» DIRECTIONS FOR THIS TASK:
In the trial notes below, list every measure in the CHAMPIONS paragraph that is reported as a pair of values for the two treatment groups, and give both values.

++++ DOCUMENT PASSAGE ++++

Saturday, November 11, 2006

CHAMPS CHAMPIONS AND ETOMS

CHAMPS 383 patients with very recent (27 days) CIS involving the optic nerve. Patients had to have 2 or more clinically silent lesions at least 3 mm in diameter, one ovoid or periventricular. Conversion to CDMS was a new event lasting at least 48 hours or deterioration of at least 1.5 points on the EDSS. All patients got three day Solumedrol pulse with taper at onset of study. Study was terminated after a positive interim analysis. Mean followup was 31 months. With interferon B1a (Avonex) the likelihood of developing MS was reduced 44 % (p<0.002). Posthoc analysis looked at high and low risk groups. The probability of CDMS in patients getting placebo was 50 %, 64 % in a high risk group (n=40) and 46 % in non high risk group (n=150). High risk was defined as nine or more lesions on T2 or one or more Gadolinium enhancing lesions. Only 20 % of Avonex group had CDMS at two years. Avonex reduced CDMS by 63 % at year 2, and 66 % by year 3. NTT=6.7 to prevent one patient from developing CDMS. Critiques: questionable blinding by treating physicians who followed side effects of patients. Disability and relapse rate were not applicable as points of study. No information is given on brain atrophy. AE's-- flu like reaction was 54 %, depression 20 % (v. 26, and 13 % respectively). Patients withdrawn from study did not get f/u scans. Chance of getting CDMS or dropping out was 64 % in placebo group, 51 % in active group. Class I study, category A.

The extension trial open label CHAMPIONS the original patients were all given Avonex (early and delayed treatment groups). N of the groups was 100, 103 , respectively. Thus slightly more than half the patients entered CHAMPIONS and they were treated UP TO five years (ie. not all made it that long). In the 2 groups, the respective rate of CDMS was 36 and 48 %. The rate of CDMS was decreased by 35 % in the immediate treatment group (looking at numbers could be 25 %). The NTT was 8 to treat early to prevent CDMS at five years. The mean number of relapses over five years was .9 and 1.7, respectively. The median number of T2 lesions was 3.5 and 6.0 respectively.

++++ PROVIDED RECORDS ++++

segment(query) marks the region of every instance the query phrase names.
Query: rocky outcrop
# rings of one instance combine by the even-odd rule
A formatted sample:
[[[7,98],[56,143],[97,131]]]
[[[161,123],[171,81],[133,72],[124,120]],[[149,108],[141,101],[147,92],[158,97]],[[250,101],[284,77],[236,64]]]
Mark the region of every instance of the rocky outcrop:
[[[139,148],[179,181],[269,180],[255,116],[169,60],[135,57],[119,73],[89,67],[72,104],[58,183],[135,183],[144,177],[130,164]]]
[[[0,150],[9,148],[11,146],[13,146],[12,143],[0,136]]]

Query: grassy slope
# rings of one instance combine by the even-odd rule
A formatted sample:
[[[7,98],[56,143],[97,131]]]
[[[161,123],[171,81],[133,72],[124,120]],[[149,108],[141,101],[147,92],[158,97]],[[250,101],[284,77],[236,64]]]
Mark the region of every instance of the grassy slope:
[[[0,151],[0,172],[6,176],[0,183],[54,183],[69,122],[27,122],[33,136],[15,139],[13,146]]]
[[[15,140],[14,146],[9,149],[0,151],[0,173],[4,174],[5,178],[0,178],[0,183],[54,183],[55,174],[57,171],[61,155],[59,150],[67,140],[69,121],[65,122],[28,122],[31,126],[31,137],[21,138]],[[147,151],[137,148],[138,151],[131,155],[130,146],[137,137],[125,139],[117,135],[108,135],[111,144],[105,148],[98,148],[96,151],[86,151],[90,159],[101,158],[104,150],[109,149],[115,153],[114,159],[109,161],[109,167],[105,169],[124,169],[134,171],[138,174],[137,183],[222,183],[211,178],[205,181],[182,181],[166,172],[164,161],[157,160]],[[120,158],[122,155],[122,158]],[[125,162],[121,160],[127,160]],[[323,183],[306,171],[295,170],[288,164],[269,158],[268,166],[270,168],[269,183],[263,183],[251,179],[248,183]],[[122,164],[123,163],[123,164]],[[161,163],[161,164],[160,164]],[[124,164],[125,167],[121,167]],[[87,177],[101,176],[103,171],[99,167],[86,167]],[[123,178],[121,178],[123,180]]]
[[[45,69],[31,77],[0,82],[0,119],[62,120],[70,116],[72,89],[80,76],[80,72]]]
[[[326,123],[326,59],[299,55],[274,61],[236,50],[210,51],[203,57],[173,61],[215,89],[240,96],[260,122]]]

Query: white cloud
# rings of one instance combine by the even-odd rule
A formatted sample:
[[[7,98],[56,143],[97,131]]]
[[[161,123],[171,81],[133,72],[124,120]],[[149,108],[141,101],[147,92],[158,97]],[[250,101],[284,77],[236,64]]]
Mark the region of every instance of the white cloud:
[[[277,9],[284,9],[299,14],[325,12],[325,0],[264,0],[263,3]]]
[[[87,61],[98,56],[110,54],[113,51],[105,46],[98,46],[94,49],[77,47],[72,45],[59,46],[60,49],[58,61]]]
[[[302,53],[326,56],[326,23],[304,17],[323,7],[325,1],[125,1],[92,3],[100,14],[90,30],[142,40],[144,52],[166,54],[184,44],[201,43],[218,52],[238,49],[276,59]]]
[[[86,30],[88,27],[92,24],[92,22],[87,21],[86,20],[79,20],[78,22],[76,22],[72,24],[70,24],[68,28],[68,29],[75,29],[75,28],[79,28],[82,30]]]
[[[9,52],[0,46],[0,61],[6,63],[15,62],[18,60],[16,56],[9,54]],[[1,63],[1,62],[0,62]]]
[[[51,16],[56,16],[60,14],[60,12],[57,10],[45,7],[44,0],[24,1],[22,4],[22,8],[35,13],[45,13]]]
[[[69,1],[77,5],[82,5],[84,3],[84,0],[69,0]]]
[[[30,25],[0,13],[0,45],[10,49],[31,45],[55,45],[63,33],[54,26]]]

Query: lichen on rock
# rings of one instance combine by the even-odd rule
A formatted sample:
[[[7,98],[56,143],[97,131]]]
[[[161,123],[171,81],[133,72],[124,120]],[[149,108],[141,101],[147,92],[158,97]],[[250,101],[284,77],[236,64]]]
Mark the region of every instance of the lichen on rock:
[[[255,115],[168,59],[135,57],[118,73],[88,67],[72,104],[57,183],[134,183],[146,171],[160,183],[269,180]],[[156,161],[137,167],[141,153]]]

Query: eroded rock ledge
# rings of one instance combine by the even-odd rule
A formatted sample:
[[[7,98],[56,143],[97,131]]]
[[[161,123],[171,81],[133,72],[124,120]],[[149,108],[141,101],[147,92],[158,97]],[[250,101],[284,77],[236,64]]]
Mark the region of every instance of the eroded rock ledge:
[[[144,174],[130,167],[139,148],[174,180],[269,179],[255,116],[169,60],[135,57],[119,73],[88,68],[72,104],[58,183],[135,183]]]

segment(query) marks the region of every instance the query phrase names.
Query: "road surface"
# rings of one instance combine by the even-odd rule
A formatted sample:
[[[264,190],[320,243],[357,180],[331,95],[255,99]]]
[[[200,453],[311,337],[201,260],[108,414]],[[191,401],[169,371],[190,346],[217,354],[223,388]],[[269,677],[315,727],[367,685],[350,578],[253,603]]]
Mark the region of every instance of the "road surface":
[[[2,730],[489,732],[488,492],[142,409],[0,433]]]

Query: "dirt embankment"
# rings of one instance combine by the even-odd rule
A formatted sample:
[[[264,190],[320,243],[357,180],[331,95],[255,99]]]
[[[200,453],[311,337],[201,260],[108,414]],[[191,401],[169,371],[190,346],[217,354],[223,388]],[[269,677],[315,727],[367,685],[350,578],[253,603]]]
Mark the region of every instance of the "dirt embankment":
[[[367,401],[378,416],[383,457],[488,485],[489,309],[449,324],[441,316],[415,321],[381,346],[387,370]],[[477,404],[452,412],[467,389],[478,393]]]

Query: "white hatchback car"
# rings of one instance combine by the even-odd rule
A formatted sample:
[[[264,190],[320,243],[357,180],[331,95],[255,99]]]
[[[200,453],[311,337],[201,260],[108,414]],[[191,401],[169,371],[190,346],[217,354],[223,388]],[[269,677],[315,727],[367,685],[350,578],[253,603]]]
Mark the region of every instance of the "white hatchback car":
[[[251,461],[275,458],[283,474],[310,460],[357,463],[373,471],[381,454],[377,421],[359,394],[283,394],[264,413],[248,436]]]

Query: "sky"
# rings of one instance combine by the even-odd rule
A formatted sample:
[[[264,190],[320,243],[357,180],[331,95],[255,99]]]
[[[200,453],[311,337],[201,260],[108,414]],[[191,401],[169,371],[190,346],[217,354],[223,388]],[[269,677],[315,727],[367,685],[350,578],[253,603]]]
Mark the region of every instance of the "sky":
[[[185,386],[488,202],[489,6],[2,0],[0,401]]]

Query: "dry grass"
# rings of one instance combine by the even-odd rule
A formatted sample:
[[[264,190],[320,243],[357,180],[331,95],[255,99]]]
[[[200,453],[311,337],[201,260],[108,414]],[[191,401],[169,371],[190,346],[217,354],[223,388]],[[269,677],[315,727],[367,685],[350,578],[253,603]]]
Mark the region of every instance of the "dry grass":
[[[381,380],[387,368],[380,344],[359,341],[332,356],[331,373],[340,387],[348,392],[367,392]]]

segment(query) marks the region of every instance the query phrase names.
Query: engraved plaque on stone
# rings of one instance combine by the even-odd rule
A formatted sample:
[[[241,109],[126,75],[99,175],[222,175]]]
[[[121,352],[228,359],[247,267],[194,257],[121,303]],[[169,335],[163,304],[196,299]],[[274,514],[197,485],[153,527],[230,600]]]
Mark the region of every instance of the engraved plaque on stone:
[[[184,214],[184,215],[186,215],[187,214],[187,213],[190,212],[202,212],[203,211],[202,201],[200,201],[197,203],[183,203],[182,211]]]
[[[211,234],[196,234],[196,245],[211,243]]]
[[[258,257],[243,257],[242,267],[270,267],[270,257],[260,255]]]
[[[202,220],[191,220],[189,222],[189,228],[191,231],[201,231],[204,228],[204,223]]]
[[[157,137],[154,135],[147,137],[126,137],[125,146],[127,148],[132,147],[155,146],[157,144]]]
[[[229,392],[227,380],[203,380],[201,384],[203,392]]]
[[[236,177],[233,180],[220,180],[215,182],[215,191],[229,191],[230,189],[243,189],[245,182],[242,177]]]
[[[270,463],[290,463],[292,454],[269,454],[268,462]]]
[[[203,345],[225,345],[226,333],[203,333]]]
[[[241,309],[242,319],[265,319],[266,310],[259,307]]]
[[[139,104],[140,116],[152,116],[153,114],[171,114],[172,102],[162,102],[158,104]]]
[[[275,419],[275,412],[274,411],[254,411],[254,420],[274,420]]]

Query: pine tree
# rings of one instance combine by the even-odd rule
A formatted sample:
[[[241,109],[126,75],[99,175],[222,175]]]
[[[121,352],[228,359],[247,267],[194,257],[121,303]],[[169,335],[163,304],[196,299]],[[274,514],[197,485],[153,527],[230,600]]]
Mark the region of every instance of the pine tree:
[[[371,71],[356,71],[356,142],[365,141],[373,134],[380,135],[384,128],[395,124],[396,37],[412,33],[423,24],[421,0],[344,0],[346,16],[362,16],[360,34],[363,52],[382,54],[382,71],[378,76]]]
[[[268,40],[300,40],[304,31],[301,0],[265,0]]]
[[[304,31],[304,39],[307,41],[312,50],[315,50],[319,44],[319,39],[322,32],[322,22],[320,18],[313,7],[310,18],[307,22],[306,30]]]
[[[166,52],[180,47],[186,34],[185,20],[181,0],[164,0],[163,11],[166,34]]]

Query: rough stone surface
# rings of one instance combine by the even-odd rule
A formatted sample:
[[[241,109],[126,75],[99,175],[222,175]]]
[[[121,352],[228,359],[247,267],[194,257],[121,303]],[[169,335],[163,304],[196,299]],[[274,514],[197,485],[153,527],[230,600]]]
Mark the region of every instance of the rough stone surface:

++++

» FINISHED EXERCISE:
- Group size (N): 100 and 103
- Rate of CDMS: 36% and 48%
- Mean number of relapses over five years: .9 and 1.7
- Median number of T2 lesions: 3.5 and 6.0